Selected excerpt:
+---+

It actually happened to me countless of times. Some of my posts were even taken down because the comments got out of hand and were so off topic that no moderator could've moderated them

My previous post would actually be a great example of the toxicity I encounter many times. I'm not going to link it because I don't want this post to be more exaggerated than it already is. But you can find it by just going to my profile


----------



## The Catboy (Sep 20, 2020)

FAST6191 said:


> This is not the first time I have seen this place accused of toxicity. However it would be the first time I asked and someone was able to point me at some examples. To that end please point me at some of what would consider toxic and maybe a line on why you deem it so.


There are actually countless times when extremely hateful threads have gone hours to even days before getting closed, primarily in the politics sections. I am referring to threads literally advocating for openly White Nationalist politicians, extremely transphobic threads, and other threads of those natures. Basically, the politics section is one of the best examples of toxicity that can be found on the Temp, and worst of all, many repeat offenders are still active members of the site despite constantly doing the same thing. It does without saying that I am very familiar with the report button and my ignore list is a pretty decent amount. But it's hard to overlook these issues when you've been on the receiving end of them.


----------



## tw_fan (Sep 20, 2020)

+---+

Given entries:

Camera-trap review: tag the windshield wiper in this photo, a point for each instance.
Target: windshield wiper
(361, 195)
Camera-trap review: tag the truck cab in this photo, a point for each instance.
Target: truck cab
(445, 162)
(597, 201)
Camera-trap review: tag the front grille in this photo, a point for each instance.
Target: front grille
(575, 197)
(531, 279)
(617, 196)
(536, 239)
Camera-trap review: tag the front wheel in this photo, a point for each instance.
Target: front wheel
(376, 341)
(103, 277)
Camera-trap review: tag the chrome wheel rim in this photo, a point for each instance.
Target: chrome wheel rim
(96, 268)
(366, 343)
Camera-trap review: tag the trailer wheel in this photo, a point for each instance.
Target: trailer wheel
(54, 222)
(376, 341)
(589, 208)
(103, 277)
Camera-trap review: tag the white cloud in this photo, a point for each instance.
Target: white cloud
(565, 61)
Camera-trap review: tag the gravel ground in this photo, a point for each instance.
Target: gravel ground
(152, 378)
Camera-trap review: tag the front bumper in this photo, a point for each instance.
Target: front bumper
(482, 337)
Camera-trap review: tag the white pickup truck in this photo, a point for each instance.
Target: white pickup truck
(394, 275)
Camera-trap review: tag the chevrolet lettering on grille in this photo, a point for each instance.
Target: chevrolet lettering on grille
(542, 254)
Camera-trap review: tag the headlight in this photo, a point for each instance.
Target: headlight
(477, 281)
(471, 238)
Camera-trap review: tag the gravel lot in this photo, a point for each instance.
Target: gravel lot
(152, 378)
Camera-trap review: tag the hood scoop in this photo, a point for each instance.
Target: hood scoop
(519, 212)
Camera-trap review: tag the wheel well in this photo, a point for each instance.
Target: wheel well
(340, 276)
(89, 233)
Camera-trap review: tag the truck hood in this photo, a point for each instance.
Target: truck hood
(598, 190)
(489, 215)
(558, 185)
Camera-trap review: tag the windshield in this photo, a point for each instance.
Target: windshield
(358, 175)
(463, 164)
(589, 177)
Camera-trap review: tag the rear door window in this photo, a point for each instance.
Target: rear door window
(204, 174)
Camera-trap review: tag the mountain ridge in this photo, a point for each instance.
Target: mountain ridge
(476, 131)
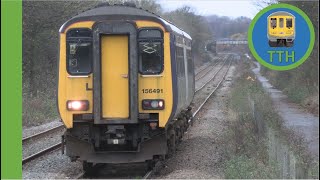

+---+

Check your understanding:
**a.** In the forum thread, which part of the site does The Catboy say is primarily where the extremely hateful threads have appeared?
**b.** Quote the forum thread from "My previous post" up to and including "deem it so.".

Exercise results:
**a.** The politics sections.

**b.**
My previous post would actually be a great example of the toxicity I encounter many times. I'm not going to link it because I don't want this post to be more exaggerated than it already is. But you can find it by just going to my profile


----------



## The Catboy (Sep 20, 2020)

FAST6191 said:


> This is not the first time I have seen this place accused of toxicity. However it would be the first time I asked and someone was able to point me at some examples. To that end please point me at some of what would consider toxic and maybe a line on why you deem it so.